**WHAT THIS EXERCISE ASKS:**
**A)** In the discussion on war and online society, which groups or voices does the text describe as losing out? List every one.
**B)** Can you reproduce a stretch of the discussion on war and online society word for word, starting at the words "1) To what extent" and ending after the words "strongman type leaders?"?

**SELECTED PASSAGE:**
Begin
Of course, this change in human history resulted in winners and losers. The United States was probably the biggest beneficiary; racing under a yellow flag is great when you have the lead. The spiritual descendants of raiders and pirates were the losers, as were individuals who otherwise might have risen in life through physical might.
When you bemoan the lack of memory of, say, the Rape of Nanking, you are really bemoaning the replacement of print society with online society, which turns out to favor an entirely different kind of thinking, and privileges different voices. Reflective voices lose; bristling aggression wins, and thus looks attractive in prospective leaders. Including in democracies. And all the more so, because we have a substantial reservoir of discontents who really were disadvantaged in the print era, and whose discontent has long been mocked by print society.
So, I don't know about the world being recreated anew every generation -- such rapid change is a very modern phenomenon. But I am pretty sure that this generation does indeed face a world fundamentally different from the one I was born into. And I don't believe that we Americans are doing any better at facing up to serious threats than are the Taiwanese partiers.
I do wonder if the combat footage all over social media will make people less likely to want war--if seeing the injured Russian soldier running slowly around his tank while a kamikaze drone follows him getting closer and closer until it detonates and the video feed ends, or if seeing 30 minute long, 1080p GoPro footage of trench warfare will make the horrors of war more legible to current generations.
Certainly an interesting question.
During the American Civil War, trail blazing war photography of skeletal remains of soldiers lying untended months after battle dimmed war enthusiasm.
However, this applies to social media is unclear, though.
1) To what extent will it be believed, what with the advent of easy fake images?
2) Will such imagery bring reflective caution about war, or fear that strengthens the hands of strongman type leaders?
One ought to be cautious in trusting the dour view of the future spouted by the elderly (that would be me). But I know enough about history to know that for time out of mind human beings routinely waged aggressive war in spite of having personally witnessed the horrors of war. For me, it is a hard sell that somehow visual imagery of war atrocities will now prevent aggressive war, absent the aberrations of a print based culture and its distinctive impact on leadership, democracy, and thinking styles.
Yeah, upon further reflection I'm not sure seeing the horror of war helps much. Its sort of like how many antiwar movies get reinterpreted as pro-war movies as they age (or sometimes immediately).
The reaction to the Ukraine war in most of the west is apathy. Most people are too far removed from war to have any clear concept of it. Seeing terrible images on a screen does not shake people like it should.
Good on Noah for speaking clearly about the threat from Xi. But I fear most people will continue to just ignore the possibility.
I agree, but I'm not sure that the thing that bothers me the most is the lack of reaction to screen images. As my father told me more than a half century ago, it simply does not work to absorb the entirety of the planet's pain and inhumanity. All you end up doing is fry all the circuits, so to speak.
End
Rows of box annotation data:
Begin
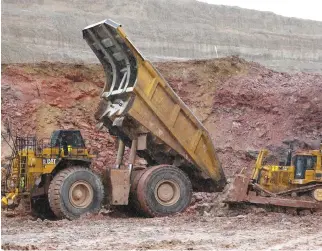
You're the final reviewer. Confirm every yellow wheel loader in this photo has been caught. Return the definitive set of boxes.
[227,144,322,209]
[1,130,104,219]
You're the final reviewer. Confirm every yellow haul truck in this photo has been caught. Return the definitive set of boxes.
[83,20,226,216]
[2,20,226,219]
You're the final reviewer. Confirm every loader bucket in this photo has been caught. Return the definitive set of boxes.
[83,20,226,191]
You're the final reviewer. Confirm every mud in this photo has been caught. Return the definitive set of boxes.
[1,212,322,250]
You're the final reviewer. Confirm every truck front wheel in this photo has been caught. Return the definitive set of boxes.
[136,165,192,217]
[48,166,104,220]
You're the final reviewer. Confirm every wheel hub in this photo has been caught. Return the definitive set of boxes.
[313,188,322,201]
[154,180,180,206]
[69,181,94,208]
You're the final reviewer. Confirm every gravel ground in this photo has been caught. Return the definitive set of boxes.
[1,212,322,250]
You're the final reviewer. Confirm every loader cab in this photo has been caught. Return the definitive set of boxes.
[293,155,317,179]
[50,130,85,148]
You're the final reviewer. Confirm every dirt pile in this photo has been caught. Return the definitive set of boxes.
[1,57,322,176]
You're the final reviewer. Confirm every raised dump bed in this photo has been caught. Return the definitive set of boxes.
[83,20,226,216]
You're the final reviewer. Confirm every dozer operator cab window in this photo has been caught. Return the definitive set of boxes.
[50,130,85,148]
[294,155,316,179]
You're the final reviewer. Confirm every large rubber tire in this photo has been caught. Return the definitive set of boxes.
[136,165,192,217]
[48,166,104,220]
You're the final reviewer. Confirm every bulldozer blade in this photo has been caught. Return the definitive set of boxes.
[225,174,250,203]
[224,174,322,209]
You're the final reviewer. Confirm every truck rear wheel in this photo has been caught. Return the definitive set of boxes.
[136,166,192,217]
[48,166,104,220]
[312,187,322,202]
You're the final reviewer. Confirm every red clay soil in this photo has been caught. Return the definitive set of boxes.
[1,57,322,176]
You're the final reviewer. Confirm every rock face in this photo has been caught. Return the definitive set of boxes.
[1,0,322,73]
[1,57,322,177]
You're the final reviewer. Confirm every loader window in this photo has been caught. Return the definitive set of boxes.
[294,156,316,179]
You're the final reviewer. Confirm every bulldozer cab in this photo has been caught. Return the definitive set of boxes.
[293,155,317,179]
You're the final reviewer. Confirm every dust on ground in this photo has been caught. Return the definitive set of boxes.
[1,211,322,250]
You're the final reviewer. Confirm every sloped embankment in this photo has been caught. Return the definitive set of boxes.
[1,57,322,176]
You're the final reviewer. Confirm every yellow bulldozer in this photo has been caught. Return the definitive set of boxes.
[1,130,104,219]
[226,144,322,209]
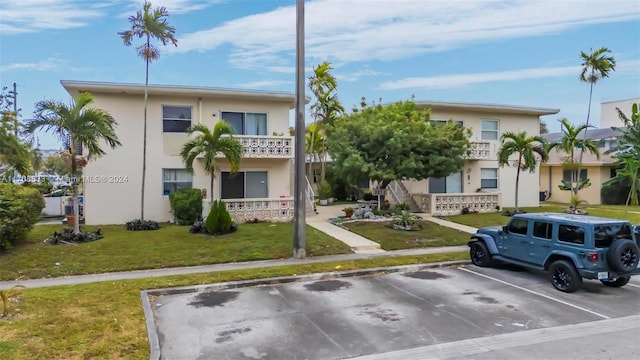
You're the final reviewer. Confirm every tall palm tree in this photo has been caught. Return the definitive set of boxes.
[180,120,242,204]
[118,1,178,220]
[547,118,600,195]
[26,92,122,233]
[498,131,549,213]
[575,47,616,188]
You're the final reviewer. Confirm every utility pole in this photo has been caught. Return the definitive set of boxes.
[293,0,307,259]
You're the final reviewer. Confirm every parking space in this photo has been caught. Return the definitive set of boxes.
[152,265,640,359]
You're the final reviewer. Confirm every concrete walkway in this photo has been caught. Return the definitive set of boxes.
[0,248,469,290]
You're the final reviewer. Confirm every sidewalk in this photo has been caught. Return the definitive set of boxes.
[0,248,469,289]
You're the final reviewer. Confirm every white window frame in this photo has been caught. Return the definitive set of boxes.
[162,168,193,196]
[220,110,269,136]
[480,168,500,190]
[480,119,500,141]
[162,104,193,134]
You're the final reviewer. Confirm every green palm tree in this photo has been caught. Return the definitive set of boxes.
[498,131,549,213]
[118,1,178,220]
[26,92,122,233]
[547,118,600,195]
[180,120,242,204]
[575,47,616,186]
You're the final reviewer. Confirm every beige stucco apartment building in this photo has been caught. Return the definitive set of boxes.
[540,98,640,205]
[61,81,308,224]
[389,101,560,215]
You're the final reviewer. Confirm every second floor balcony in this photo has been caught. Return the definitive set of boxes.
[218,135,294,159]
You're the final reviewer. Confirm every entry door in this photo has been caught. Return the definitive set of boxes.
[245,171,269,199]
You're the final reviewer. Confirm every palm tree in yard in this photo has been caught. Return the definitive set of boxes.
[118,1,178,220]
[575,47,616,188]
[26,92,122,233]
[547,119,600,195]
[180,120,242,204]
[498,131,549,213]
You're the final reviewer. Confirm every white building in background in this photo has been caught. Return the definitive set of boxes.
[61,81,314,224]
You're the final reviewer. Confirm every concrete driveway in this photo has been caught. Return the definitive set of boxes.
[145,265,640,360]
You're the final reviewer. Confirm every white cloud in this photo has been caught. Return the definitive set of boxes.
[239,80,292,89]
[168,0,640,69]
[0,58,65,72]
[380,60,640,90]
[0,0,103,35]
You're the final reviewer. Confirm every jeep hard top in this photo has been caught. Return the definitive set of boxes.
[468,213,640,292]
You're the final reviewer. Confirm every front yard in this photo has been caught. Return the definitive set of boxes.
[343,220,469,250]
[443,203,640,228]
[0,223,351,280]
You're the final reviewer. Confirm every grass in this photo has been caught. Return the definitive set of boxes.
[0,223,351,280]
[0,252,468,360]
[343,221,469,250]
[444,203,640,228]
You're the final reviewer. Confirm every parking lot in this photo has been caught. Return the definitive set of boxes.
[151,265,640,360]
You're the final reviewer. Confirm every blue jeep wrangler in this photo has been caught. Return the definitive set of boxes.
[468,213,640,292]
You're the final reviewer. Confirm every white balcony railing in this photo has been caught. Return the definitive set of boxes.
End
**ANSWERS TO THE PROBLEMS:**
**A)**
- The spiritual descendants of raiders and pirates
- Individuals who otherwise might have risen in life through physical might
- Reflective voices

**B)**
1) To what extent will it be believed, what with the advent of easy fake images?
2) Will such imagery bring reflective caution about war, or fear that strengthens the hands of strongman type leaders?